[Records contained in a dataset]
#####

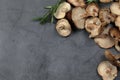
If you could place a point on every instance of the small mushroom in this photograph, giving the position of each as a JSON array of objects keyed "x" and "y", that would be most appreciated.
[
  {"x": 78, "y": 17},
  {"x": 93, "y": 26},
  {"x": 107, "y": 71},
  {"x": 77, "y": 3},
  {"x": 115, "y": 8},
  {"x": 115, "y": 34},
  {"x": 104, "y": 41},
  {"x": 63, "y": 27},
  {"x": 62, "y": 10},
  {"x": 113, "y": 58},
  {"x": 117, "y": 22},
  {"x": 106, "y": 29},
  {"x": 117, "y": 45},
  {"x": 105, "y": 1},
  {"x": 106, "y": 17},
  {"x": 92, "y": 9}
]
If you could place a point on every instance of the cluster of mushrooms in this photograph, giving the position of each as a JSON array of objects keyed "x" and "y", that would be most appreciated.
[
  {"x": 108, "y": 69},
  {"x": 93, "y": 19}
]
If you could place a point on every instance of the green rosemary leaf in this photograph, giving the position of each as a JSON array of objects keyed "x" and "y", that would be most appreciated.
[{"x": 49, "y": 16}]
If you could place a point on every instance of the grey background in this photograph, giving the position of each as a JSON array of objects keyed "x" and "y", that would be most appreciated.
[{"x": 30, "y": 51}]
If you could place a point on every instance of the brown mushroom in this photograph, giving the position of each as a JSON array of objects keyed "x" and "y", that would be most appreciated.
[
  {"x": 106, "y": 17},
  {"x": 113, "y": 58},
  {"x": 62, "y": 10},
  {"x": 107, "y": 71},
  {"x": 104, "y": 41},
  {"x": 117, "y": 45},
  {"x": 92, "y": 9},
  {"x": 80, "y": 3},
  {"x": 115, "y": 8},
  {"x": 93, "y": 26},
  {"x": 115, "y": 34},
  {"x": 117, "y": 22},
  {"x": 78, "y": 17},
  {"x": 105, "y": 1},
  {"x": 63, "y": 27},
  {"x": 106, "y": 30}
]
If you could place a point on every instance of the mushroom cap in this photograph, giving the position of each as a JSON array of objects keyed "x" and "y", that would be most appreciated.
[
  {"x": 77, "y": 17},
  {"x": 105, "y": 16},
  {"x": 117, "y": 45},
  {"x": 104, "y": 41},
  {"x": 92, "y": 9},
  {"x": 77, "y": 3},
  {"x": 115, "y": 33},
  {"x": 105, "y": 1},
  {"x": 63, "y": 28},
  {"x": 62, "y": 10},
  {"x": 117, "y": 22},
  {"x": 115, "y": 8},
  {"x": 93, "y": 26},
  {"x": 106, "y": 30},
  {"x": 107, "y": 70}
]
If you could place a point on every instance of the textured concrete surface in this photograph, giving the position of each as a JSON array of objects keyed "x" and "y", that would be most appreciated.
[{"x": 30, "y": 51}]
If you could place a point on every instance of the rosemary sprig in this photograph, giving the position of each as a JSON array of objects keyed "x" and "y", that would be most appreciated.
[
  {"x": 90, "y": 1},
  {"x": 49, "y": 16}
]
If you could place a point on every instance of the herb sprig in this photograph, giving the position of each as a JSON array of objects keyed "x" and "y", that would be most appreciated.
[
  {"x": 49, "y": 16},
  {"x": 90, "y": 1}
]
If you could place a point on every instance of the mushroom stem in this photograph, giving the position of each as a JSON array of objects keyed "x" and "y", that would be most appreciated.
[{"x": 119, "y": 3}]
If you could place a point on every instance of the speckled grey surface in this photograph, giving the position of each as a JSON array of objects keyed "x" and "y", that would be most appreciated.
[{"x": 30, "y": 51}]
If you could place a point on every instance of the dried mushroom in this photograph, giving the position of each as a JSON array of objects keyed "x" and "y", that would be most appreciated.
[
  {"x": 78, "y": 17},
  {"x": 115, "y": 8},
  {"x": 117, "y": 45},
  {"x": 63, "y": 27},
  {"x": 105, "y": 16},
  {"x": 92, "y": 9},
  {"x": 113, "y": 58},
  {"x": 107, "y": 71},
  {"x": 62, "y": 10},
  {"x": 117, "y": 22},
  {"x": 80, "y": 3},
  {"x": 115, "y": 34},
  {"x": 104, "y": 41},
  {"x": 106, "y": 30},
  {"x": 93, "y": 26},
  {"x": 105, "y": 1}
]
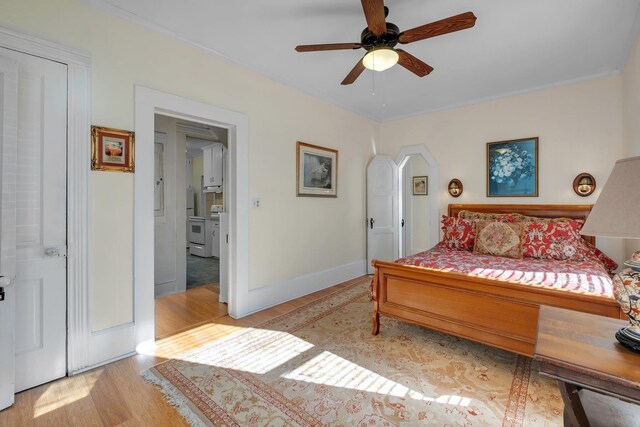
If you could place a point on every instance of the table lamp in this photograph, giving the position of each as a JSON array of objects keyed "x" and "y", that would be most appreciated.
[{"x": 617, "y": 214}]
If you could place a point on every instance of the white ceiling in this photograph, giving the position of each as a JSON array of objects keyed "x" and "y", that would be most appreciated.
[{"x": 515, "y": 46}]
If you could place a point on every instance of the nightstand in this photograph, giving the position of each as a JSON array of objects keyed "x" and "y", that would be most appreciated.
[{"x": 580, "y": 351}]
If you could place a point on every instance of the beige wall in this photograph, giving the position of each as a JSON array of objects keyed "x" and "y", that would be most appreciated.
[
  {"x": 288, "y": 236},
  {"x": 579, "y": 126},
  {"x": 631, "y": 102}
]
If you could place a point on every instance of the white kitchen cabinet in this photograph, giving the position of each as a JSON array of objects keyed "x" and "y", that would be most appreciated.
[
  {"x": 214, "y": 167},
  {"x": 215, "y": 242}
]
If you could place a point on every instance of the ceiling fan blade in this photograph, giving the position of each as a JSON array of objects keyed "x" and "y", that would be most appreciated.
[
  {"x": 354, "y": 73},
  {"x": 438, "y": 28},
  {"x": 374, "y": 13},
  {"x": 413, "y": 64},
  {"x": 327, "y": 46}
]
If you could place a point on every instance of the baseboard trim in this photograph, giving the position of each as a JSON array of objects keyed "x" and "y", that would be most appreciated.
[
  {"x": 271, "y": 295},
  {"x": 97, "y": 365}
]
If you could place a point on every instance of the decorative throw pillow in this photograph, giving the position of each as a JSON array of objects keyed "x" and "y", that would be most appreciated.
[
  {"x": 498, "y": 239},
  {"x": 610, "y": 265},
  {"x": 554, "y": 240},
  {"x": 457, "y": 233},
  {"x": 473, "y": 216}
]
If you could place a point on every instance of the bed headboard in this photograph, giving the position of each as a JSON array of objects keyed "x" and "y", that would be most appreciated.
[{"x": 543, "y": 211}]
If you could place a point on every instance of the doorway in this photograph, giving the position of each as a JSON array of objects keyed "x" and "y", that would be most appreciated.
[
  {"x": 188, "y": 251},
  {"x": 415, "y": 202},
  {"x": 390, "y": 198},
  {"x": 150, "y": 102}
]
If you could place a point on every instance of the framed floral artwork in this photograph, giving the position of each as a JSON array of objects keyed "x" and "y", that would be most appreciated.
[
  {"x": 512, "y": 168},
  {"x": 317, "y": 171},
  {"x": 112, "y": 149}
]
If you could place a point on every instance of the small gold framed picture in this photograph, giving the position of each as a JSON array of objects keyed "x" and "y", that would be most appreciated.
[
  {"x": 420, "y": 186},
  {"x": 317, "y": 171},
  {"x": 112, "y": 149}
]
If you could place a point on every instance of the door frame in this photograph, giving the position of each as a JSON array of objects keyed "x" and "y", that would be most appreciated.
[
  {"x": 148, "y": 103},
  {"x": 78, "y": 189}
]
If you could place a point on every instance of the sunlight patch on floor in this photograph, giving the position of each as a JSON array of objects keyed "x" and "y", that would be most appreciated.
[
  {"x": 332, "y": 370},
  {"x": 255, "y": 350},
  {"x": 58, "y": 395}
]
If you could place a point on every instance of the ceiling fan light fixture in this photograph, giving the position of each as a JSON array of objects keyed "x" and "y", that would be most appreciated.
[{"x": 380, "y": 59}]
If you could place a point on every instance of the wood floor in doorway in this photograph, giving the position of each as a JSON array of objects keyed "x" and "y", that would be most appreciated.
[
  {"x": 180, "y": 312},
  {"x": 116, "y": 394}
]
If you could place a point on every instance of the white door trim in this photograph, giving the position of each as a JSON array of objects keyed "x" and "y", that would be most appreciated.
[
  {"x": 78, "y": 157},
  {"x": 434, "y": 185},
  {"x": 149, "y": 102}
]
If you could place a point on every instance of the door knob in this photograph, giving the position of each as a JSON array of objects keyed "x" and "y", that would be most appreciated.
[
  {"x": 4, "y": 282},
  {"x": 52, "y": 252}
]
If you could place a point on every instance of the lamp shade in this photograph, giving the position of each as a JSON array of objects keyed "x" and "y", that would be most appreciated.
[{"x": 617, "y": 210}]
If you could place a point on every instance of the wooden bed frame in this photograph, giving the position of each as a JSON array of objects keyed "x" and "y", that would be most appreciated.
[{"x": 497, "y": 313}]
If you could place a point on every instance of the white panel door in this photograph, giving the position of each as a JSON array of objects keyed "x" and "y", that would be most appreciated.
[
  {"x": 8, "y": 147},
  {"x": 41, "y": 193},
  {"x": 382, "y": 210},
  {"x": 158, "y": 168}
]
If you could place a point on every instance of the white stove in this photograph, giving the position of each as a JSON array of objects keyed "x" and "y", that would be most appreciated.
[{"x": 204, "y": 236}]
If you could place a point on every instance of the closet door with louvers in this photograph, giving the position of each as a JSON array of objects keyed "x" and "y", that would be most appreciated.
[{"x": 39, "y": 287}]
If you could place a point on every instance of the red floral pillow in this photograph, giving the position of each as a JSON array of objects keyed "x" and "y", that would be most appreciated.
[
  {"x": 554, "y": 240},
  {"x": 609, "y": 264},
  {"x": 458, "y": 233}
]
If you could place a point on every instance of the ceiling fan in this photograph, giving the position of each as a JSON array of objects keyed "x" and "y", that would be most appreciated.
[{"x": 380, "y": 38}]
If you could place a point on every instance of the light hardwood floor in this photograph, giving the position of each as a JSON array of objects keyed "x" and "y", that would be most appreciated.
[{"x": 116, "y": 394}]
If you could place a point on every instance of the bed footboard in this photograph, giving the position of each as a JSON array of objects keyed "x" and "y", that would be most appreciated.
[{"x": 496, "y": 313}]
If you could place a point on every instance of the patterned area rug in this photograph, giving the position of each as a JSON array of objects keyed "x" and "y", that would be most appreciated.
[{"x": 320, "y": 365}]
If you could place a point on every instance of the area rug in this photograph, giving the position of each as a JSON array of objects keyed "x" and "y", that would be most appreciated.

#####

= GOAL OF THE EXERCISE =
Take the lines from the one containing "of the light" to the last line of the material above and write them out exactly.

= ANSWER BELOW =
If you could place a point on every instance of the light hardwood floor in this photograph, giving the position of each as a JSON array of objects keyed "x" and "y", that would be most appreciated.
[{"x": 116, "y": 394}]
If you could place a point on every instance of the bed footboard in this photograph, giving the position of each as a JSON array of objects keyed "x" and "y", that would be most appreciated.
[{"x": 496, "y": 313}]
If you could place a point on every instance of the patterned area rug in this photograph, giving the position of each as a JSON array of objects keyed "x" and "y", that would be most appreciated.
[{"x": 320, "y": 365}]
If you could place a point on every instance of the area rug in this photograph, giving the position of each as a JSON array of objects keyed "x" and "y", that would be most appreciated.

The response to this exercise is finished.